▶ _Task requirements_
- 1) In the email discussion about casting and alignment, in what case is correct external alignment of the struct in the buffer described as far from guaranteed?
- 2) Write the next part of the email discussion about casting and alignment, starting after its last sentence.

▶ _Extracted text_
************

On Sun, Nov 24, 2002 at 11:18:10PM +0100, Terje Sletteb? wrote:
> > On Sun, Nov 24, 2002 at 07:27:42PM +0100, Terje Sletteb? wrote:
> > > >From: "Pavol Droba" <droba_at_[hidden]>
> > > >
> > > > Reinterpret-cast could be avoided like this:
> > > >
> > > > template< typename T >
> > > > inline T* offset_cast( void* p, unsigned int offset=0 )
> > > > {
> > > > return static_cast<T*>(
> > > > static_cast< void* >( static_cast<unsigned char*> p )+offset )
> > > > );
> > > > }
> > >
> > > Yes, but that wouldn't make it any more safe, as it would still depend
> on
> > > the alignment requirements, etc. that you mention.
> >
> > Alignment dependency is quite natural here. I'm talking about analysis of
> binary data.
> > I don't see a way how to map a c-like structure onto binary data if you
> don't know what's
> > the bineary representation of the structure and if if does not match the
> required
> > pattern.
>
> What you say here is one of the aspects, the layout in the struct, and any
> internal padding (for internal alignment). However, that's not all. Even if
> you have the same alignment between the components in the struct, as in the
> buffer, you still have the "external alignment" to consider, that is, if the
> struct, in the buffer, starts at the right alignment. If the struct was
> written to the same buffer, then it will be correct. However, if the buffer
> is read from an external source, like a stream, then that is far from
> guaranteed.

************

▶ _Entries from a dataset_
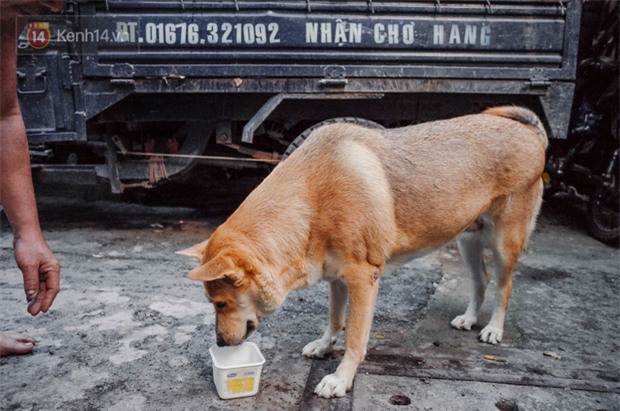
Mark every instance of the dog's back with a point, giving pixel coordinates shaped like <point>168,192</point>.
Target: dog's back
<point>440,175</point>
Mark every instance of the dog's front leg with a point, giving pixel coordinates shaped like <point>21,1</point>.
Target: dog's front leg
<point>337,310</point>
<point>363,284</point>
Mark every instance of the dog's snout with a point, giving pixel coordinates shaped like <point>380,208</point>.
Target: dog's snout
<point>251,327</point>
<point>221,342</point>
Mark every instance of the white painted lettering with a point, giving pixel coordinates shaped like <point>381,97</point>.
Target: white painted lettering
<point>438,34</point>
<point>455,35</point>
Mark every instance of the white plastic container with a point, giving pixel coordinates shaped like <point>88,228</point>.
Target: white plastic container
<point>236,370</point>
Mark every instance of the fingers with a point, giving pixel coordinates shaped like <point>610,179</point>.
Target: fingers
<point>50,288</point>
<point>41,283</point>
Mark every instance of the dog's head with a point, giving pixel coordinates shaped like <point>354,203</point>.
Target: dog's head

************

▶ _Answers for the tasks_
- 1) When the buffer is read from an external source, such as a stream.

- 2)
>
> For example, if you have a buffer like this (starting at an aligned
> address):
>
> +0 - One byte
> +1 - Number 1
> +5 - Number 2
> +9 - Number 3
>
> Even if you have a struct with three 32-bit ints, no internal padding, if
> you try to map it to the above buffer (at offset 1), on a platform that
> requires 4-byte alignments for ints, it won't work.
>

I see your point now. I'have used offset_cast mostly on x86 platform where to
misalignment is tolerated. I have used it also on ARM processor and we have to
make some sort of special arrangements to make it work. For network strutures,
however it worked fine, because most of them are internaly aligned.

Anyway now I see that in the current implementation offset_cast is too dangerous
and unpredictable and so it is not usable for general purpose.

I have mentioned before, that binary analysis could be done also using a more
complicated framework. Would it make sense to create one?